ENTRIES
>> Begin

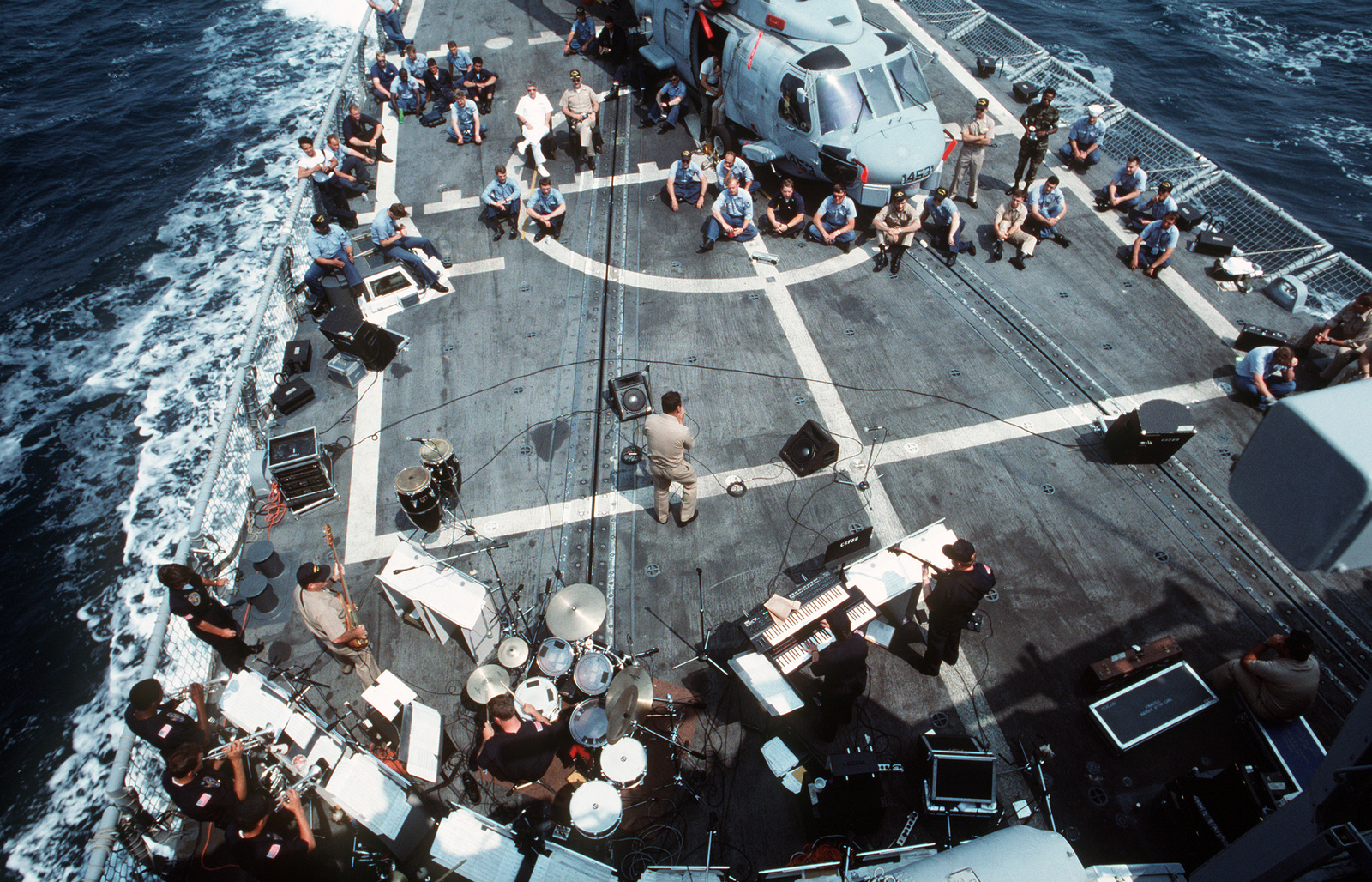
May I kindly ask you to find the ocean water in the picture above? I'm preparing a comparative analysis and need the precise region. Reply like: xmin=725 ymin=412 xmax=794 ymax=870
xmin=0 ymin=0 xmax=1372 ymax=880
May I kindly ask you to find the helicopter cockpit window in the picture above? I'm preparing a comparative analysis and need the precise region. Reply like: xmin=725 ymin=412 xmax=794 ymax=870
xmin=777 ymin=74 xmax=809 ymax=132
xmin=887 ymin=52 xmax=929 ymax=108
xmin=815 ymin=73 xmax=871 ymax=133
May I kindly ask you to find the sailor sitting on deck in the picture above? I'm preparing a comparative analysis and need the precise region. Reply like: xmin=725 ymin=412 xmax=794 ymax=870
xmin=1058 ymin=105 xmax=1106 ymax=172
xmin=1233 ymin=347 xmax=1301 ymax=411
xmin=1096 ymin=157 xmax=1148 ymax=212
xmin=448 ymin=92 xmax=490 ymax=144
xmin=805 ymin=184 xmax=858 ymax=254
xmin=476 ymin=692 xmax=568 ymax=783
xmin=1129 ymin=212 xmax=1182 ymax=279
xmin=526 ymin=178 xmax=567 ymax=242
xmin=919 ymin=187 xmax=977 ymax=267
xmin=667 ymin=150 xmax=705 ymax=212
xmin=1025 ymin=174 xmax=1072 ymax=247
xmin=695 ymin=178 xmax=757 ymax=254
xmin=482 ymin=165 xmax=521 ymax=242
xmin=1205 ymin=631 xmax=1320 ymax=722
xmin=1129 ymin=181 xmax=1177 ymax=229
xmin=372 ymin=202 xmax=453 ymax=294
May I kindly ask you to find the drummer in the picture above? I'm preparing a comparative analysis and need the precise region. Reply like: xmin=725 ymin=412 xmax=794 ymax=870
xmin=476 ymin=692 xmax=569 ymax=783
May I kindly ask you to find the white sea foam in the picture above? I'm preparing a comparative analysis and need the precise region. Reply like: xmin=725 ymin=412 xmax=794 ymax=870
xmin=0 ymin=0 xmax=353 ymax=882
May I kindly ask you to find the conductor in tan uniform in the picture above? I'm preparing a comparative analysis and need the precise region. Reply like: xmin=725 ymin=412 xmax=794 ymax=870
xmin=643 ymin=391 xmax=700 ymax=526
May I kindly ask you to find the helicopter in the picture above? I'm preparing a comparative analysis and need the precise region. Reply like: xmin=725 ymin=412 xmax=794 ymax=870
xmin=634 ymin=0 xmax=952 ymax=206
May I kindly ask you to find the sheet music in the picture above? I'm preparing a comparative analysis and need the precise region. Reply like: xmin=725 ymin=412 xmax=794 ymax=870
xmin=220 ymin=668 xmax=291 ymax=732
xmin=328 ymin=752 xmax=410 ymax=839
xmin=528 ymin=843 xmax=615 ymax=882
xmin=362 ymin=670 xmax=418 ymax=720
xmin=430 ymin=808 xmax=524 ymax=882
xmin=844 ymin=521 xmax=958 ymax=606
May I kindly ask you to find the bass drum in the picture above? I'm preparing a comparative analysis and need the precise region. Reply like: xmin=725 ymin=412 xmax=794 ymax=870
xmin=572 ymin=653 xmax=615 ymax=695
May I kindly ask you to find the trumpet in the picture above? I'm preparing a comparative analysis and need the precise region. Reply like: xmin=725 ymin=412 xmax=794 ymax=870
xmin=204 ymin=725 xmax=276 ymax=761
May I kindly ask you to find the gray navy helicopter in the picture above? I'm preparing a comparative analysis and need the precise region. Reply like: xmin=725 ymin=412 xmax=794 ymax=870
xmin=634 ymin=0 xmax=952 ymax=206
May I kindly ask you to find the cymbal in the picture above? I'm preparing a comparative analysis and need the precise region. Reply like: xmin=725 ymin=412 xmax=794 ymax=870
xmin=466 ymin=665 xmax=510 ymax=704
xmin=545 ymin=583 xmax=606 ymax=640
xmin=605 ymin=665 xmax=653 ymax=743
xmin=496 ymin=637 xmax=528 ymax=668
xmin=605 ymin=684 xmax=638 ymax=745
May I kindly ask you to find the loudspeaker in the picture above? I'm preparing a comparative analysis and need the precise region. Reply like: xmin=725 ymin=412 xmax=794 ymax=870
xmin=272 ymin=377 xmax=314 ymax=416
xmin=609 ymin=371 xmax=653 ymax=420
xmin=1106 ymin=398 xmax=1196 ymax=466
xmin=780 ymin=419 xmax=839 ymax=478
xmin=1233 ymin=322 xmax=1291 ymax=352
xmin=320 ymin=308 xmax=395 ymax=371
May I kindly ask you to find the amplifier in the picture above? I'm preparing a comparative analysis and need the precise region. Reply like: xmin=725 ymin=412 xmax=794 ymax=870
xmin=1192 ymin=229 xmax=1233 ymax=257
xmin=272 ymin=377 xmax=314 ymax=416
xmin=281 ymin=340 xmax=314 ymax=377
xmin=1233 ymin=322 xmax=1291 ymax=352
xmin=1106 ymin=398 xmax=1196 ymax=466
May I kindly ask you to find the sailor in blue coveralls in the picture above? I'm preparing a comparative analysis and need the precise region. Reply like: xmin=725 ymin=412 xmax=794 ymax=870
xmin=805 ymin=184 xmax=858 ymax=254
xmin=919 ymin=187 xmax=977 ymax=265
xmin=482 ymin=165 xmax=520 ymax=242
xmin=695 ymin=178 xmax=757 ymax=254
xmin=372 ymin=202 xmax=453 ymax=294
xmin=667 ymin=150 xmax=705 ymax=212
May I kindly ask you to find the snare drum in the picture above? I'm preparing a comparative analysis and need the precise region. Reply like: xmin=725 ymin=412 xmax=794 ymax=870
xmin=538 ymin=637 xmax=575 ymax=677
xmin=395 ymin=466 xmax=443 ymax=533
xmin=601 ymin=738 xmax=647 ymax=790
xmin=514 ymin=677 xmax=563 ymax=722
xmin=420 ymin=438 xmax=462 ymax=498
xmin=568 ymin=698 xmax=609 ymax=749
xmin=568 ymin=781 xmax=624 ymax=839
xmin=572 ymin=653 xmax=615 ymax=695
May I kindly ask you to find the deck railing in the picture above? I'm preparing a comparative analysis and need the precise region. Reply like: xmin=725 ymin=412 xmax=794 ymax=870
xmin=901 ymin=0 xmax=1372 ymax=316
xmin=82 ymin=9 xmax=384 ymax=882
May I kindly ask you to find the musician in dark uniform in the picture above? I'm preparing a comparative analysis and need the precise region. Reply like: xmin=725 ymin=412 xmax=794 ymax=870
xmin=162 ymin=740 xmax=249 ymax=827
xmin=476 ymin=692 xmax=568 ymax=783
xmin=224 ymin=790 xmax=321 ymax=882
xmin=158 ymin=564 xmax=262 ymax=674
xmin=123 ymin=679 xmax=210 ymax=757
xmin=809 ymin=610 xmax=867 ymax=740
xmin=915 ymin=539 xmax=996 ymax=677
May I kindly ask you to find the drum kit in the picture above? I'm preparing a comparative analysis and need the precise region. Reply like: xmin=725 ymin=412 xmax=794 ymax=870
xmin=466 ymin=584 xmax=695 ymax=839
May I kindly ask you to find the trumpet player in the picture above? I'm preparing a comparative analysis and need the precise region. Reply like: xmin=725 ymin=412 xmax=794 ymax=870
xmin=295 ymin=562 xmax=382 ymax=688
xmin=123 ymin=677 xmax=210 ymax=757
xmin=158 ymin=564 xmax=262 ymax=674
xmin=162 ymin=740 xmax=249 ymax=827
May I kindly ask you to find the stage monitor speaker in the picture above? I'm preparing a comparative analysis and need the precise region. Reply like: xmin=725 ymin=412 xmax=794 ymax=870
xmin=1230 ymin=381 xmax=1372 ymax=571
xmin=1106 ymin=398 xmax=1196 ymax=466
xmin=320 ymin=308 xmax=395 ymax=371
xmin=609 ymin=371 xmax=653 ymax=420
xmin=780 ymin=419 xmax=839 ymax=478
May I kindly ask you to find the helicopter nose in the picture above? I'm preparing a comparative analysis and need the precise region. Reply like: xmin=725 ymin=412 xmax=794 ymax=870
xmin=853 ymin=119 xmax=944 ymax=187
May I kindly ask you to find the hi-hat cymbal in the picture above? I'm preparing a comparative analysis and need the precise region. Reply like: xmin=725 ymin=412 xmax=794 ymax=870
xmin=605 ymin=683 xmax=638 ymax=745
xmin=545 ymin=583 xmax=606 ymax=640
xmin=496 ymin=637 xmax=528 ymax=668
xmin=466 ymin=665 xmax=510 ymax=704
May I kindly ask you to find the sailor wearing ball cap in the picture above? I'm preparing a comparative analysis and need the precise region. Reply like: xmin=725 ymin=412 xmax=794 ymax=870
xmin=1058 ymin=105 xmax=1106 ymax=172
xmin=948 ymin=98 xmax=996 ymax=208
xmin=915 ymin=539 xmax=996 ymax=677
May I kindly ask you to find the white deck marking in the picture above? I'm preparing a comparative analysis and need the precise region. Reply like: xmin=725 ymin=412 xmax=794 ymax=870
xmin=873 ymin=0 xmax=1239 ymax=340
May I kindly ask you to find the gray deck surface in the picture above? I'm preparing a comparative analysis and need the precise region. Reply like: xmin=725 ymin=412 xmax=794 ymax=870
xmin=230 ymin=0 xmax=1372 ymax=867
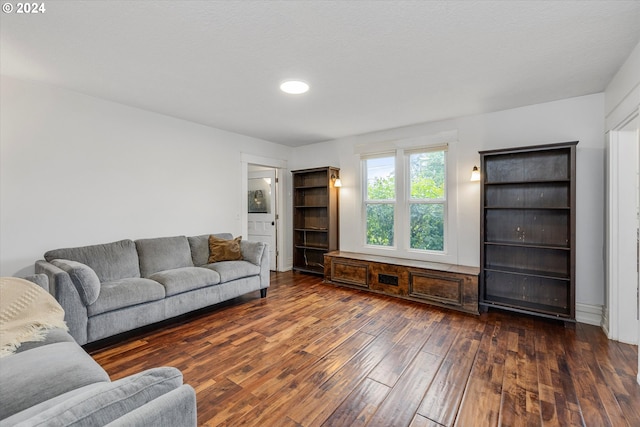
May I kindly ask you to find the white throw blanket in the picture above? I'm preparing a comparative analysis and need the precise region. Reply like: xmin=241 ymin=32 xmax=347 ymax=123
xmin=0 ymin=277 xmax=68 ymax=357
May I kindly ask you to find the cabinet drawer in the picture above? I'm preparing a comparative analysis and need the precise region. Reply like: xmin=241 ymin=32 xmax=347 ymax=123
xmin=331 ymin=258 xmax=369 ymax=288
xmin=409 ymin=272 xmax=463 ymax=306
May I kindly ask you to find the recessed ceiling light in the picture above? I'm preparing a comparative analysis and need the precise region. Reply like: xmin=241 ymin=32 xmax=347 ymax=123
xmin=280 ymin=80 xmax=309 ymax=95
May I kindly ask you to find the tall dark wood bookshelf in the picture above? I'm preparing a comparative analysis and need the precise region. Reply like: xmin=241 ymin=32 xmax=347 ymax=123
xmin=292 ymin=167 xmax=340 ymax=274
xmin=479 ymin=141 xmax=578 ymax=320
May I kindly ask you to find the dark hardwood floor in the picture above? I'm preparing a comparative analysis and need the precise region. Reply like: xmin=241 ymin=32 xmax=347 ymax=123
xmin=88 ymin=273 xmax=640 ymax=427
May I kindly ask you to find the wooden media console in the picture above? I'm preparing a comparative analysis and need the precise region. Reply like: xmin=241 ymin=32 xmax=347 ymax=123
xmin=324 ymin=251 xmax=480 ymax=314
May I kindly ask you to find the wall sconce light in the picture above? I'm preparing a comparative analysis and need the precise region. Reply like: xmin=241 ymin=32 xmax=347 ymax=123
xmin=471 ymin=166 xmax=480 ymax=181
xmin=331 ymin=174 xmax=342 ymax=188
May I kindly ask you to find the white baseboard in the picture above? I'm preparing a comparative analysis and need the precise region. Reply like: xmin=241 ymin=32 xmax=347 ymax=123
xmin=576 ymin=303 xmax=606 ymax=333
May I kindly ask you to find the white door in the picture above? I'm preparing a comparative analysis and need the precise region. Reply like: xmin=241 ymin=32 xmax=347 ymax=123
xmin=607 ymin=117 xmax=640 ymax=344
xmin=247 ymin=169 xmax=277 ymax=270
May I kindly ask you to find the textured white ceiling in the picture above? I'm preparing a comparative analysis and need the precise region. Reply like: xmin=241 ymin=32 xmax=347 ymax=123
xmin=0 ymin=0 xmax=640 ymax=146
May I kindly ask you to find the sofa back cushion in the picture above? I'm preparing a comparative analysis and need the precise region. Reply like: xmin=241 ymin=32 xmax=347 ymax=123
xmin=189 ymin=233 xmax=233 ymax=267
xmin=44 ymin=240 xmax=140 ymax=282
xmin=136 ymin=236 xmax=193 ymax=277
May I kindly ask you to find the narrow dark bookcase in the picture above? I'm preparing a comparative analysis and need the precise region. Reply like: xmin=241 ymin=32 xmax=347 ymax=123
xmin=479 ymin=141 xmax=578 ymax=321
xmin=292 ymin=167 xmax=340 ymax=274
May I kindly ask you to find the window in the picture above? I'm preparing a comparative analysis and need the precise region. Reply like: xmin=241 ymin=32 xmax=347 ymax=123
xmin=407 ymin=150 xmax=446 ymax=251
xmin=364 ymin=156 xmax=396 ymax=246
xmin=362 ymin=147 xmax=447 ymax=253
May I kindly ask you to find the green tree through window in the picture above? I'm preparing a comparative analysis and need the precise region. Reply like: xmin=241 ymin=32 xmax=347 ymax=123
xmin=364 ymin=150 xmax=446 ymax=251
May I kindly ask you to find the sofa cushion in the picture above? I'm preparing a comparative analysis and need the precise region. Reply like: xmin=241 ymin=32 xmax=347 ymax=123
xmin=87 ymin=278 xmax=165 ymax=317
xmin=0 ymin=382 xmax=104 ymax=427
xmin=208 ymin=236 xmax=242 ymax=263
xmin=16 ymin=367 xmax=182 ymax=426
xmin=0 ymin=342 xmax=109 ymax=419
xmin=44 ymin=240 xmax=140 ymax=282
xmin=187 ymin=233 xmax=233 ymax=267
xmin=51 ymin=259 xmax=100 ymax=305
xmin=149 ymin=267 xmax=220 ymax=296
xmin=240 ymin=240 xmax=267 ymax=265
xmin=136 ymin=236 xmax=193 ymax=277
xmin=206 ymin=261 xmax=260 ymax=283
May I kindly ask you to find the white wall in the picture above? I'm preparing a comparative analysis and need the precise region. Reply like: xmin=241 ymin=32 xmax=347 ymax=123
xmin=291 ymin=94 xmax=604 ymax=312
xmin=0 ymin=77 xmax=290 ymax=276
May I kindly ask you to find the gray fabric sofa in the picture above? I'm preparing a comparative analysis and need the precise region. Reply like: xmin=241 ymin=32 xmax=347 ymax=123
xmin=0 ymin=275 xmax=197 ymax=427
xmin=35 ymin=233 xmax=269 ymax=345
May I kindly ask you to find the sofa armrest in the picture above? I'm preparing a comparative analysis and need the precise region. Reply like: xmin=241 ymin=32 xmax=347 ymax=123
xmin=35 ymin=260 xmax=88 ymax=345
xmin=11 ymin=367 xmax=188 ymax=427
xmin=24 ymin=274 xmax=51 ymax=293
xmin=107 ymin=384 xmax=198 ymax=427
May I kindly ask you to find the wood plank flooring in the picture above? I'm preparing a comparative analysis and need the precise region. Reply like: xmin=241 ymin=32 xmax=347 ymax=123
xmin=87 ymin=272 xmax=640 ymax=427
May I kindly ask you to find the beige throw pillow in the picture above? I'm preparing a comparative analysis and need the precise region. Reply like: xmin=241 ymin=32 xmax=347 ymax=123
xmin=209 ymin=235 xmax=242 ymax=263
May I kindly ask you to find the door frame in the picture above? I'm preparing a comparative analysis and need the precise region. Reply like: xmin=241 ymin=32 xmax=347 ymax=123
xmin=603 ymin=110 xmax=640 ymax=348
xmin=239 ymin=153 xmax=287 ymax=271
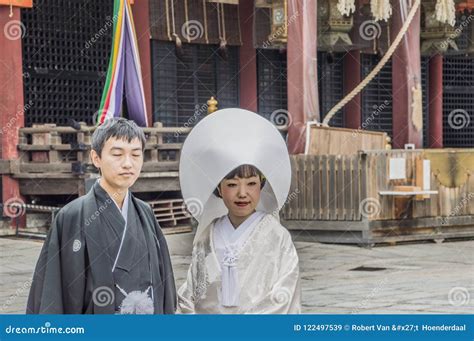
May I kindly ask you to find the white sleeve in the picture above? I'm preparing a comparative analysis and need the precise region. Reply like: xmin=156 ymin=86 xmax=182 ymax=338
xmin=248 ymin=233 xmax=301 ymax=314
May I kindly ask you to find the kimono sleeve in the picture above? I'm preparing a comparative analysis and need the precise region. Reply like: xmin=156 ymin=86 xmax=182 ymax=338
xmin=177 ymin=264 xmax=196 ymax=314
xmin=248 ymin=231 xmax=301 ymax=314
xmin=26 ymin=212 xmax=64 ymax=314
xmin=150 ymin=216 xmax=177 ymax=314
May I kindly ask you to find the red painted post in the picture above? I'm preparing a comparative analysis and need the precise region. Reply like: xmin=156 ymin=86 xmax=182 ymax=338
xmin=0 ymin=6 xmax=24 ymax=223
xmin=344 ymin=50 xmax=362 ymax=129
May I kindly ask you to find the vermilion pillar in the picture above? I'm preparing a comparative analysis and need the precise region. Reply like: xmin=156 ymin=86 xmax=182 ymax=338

>> End

TASK PROMPT
Copy out the material from its very beginning through the line that contains "xmin=476 ymin=692 xmax=569 ymax=783", and leave the pictures out of your answer.

RESPONSE TO THE TASK
May I kindly ask you to find the ocean water in the picture above? I'm preparing a comparative analysis and need the precise region. Reply like: xmin=725 ymin=412 xmax=794 ymax=870
xmin=0 ymin=0 xmax=1372 ymax=880
May I kindly ask you to find the helicopter cockpit window in the picture above? I'm preparing a comparative analysis and need the precise region. Reply like: xmin=725 ymin=412 xmax=794 ymax=870
xmin=777 ymin=74 xmax=809 ymax=132
xmin=887 ymin=52 xmax=929 ymax=108
xmin=815 ymin=73 xmax=871 ymax=133
May I kindly ask you to find the sailor sitting on deck in the picture above? I'm preparing a comparative analysis and need the precise region. Reply like: xmin=725 ymin=412 xmax=794 ymax=870
xmin=1058 ymin=105 xmax=1106 ymax=172
xmin=1233 ymin=347 xmax=1301 ymax=411
xmin=1096 ymin=157 xmax=1148 ymax=212
xmin=448 ymin=92 xmax=490 ymax=144
xmin=805 ymin=184 xmax=858 ymax=254
xmin=476 ymin=692 xmax=568 ymax=783
xmin=1129 ymin=212 xmax=1182 ymax=279
xmin=526 ymin=178 xmax=567 ymax=242
xmin=919 ymin=187 xmax=977 ymax=267
xmin=667 ymin=150 xmax=705 ymax=212
xmin=1025 ymin=174 xmax=1072 ymax=247
xmin=695 ymin=178 xmax=757 ymax=254
xmin=482 ymin=165 xmax=521 ymax=242
xmin=1205 ymin=631 xmax=1320 ymax=722
xmin=1129 ymin=181 xmax=1177 ymax=229
xmin=372 ymin=202 xmax=453 ymax=294
May I kindly ask you to find the drummer in the picture above? I'm preparing a comparative analysis and need the precise region. Reply like: xmin=725 ymin=412 xmax=794 ymax=870
xmin=476 ymin=692 xmax=569 ymax=783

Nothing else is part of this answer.